Data records:
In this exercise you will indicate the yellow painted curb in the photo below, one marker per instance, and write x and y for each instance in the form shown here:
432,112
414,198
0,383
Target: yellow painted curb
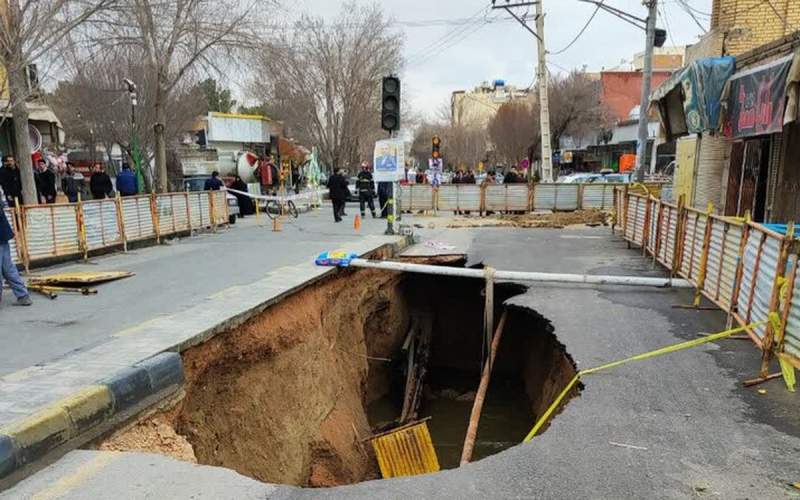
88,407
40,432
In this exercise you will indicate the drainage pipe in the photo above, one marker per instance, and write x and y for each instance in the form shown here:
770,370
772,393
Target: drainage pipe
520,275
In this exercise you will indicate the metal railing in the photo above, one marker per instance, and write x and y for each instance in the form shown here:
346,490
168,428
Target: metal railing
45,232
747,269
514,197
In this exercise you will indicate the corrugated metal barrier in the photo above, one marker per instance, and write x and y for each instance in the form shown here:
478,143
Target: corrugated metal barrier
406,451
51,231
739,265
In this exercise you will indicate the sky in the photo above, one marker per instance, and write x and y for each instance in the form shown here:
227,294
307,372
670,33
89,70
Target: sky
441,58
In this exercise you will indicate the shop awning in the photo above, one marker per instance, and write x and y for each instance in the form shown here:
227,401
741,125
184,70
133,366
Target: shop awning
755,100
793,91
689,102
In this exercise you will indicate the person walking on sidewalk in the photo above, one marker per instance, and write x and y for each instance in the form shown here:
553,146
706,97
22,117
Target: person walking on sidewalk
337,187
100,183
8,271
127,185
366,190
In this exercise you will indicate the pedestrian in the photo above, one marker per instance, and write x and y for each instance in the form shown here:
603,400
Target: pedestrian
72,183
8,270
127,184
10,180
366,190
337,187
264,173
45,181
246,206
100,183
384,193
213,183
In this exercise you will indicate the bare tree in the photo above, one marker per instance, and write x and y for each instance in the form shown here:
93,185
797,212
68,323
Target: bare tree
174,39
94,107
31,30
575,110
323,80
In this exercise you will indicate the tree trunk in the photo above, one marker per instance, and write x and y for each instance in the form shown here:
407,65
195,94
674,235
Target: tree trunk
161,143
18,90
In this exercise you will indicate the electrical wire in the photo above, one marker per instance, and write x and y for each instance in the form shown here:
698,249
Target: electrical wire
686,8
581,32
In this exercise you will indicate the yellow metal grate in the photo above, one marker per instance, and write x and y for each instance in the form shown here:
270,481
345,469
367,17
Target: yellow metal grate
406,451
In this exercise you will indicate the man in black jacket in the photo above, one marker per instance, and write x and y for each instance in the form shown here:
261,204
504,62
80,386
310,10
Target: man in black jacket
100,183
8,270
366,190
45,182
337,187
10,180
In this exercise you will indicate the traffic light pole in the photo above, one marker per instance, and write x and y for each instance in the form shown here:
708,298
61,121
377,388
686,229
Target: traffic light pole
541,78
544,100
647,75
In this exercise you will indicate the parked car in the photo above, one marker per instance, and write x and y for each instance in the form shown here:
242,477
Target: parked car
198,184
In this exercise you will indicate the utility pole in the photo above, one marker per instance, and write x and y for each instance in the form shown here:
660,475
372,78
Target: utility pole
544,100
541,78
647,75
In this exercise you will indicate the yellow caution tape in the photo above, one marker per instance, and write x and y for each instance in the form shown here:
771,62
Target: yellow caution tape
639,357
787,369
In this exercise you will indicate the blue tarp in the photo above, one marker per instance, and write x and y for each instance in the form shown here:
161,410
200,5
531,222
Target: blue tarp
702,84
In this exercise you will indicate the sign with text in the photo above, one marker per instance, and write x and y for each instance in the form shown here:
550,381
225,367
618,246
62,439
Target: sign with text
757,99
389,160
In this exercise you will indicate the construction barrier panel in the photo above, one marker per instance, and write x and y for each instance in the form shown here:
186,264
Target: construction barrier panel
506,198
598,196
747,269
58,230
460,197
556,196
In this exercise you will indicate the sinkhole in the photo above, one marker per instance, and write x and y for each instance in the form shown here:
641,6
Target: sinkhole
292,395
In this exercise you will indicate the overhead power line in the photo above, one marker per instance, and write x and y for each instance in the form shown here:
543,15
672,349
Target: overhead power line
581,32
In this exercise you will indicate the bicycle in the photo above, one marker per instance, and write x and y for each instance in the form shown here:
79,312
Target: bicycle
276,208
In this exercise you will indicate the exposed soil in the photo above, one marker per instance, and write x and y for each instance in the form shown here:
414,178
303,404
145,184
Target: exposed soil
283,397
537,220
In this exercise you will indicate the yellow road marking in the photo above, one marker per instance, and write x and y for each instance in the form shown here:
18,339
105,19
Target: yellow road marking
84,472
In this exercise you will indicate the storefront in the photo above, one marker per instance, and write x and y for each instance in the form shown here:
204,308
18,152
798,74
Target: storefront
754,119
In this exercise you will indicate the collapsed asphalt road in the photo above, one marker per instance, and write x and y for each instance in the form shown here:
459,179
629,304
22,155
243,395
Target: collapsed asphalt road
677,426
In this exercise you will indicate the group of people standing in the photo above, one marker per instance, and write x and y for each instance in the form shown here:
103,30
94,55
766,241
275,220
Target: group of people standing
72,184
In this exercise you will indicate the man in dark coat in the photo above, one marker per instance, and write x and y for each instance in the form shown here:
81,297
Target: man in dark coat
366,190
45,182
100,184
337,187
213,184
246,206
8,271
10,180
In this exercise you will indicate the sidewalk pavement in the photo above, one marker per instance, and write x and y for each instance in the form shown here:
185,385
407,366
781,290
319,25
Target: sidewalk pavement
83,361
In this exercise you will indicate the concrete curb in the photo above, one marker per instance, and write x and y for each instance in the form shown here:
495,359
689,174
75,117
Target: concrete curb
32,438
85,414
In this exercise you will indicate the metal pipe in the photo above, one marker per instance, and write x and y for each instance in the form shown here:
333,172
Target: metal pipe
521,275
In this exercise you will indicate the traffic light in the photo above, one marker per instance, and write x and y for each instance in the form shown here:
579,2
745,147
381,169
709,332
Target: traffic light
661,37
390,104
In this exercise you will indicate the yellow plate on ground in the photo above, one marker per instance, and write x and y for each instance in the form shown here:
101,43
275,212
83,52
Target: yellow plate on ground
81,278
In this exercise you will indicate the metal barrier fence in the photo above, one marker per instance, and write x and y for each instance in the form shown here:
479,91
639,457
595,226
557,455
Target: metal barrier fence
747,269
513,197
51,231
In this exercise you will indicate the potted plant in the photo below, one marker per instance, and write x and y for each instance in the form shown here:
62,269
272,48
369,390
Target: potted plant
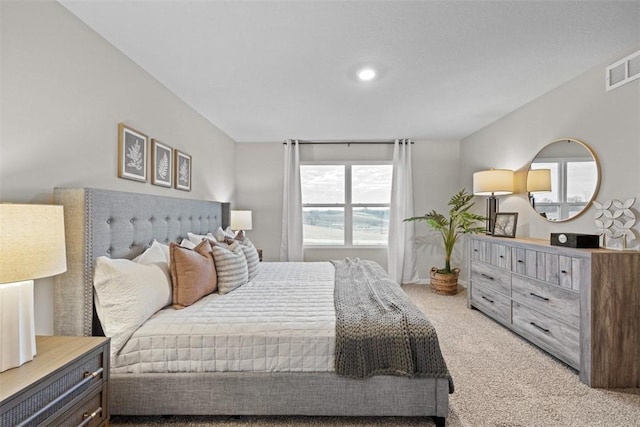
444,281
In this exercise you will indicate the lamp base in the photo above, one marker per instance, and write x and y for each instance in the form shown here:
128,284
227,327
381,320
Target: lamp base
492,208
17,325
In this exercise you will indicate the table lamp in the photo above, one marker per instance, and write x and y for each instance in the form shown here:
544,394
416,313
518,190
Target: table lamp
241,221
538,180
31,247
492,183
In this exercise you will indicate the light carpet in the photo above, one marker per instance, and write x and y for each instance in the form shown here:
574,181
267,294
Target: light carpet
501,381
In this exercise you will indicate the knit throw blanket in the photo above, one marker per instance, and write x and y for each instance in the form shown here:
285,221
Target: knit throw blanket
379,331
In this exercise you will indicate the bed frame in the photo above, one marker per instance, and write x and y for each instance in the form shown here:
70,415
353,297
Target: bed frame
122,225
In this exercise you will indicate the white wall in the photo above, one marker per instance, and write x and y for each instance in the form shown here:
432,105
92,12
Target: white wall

**Exercise objective**
Nothing but the lines from the one holding "In this exercise you will indicate the potted" through the last line of the entries should be written out, exactly and inclusively, minus the pictures.

**Result below**
In this exercise you will indicate the potted plant in the photo below, one marker per instance, and write x and y for each instance in the form shown here:
62,269
272,48
369,390
Target: potted plant
444,281
In this exercise you will indicate the lamp base in the photo above, one marker per instance, and write x and y for each instance in the form shown here:
128,284
227,327
381,320
Target: lamp base
492,208
17,325
In this exercise you will indicate the table lamp in the photo above, one marker per instance, and write x and y for each instance in the form shown here:
544,394
416,313
518,190
Target: table lamp
241,221
538,180
31,247
492,183
In this exercise you will indicate the light carpet in the photo above, one marker per instance, and write x and y for each instance in the form shown here:
574,181
267,294
Target: light carpet
501,381
In this exercise you will indicate the knit throw blanket in the photo above, one marker per instance, and write x and y for each instance in the form shown here:
285,221
Target: knit throw blanket
379,331
In this exercise you will indicate the bed frame in the photo above, one marker per instance, and write x and y for each instance in the form shown here:
70,415
353,297
Target: bed frame
122,225
In this exercise you will indicate the white wall in the photo above, one marker per instance, and write x and y for each instance in the form shown here:
432,105
92,12
Target: white wall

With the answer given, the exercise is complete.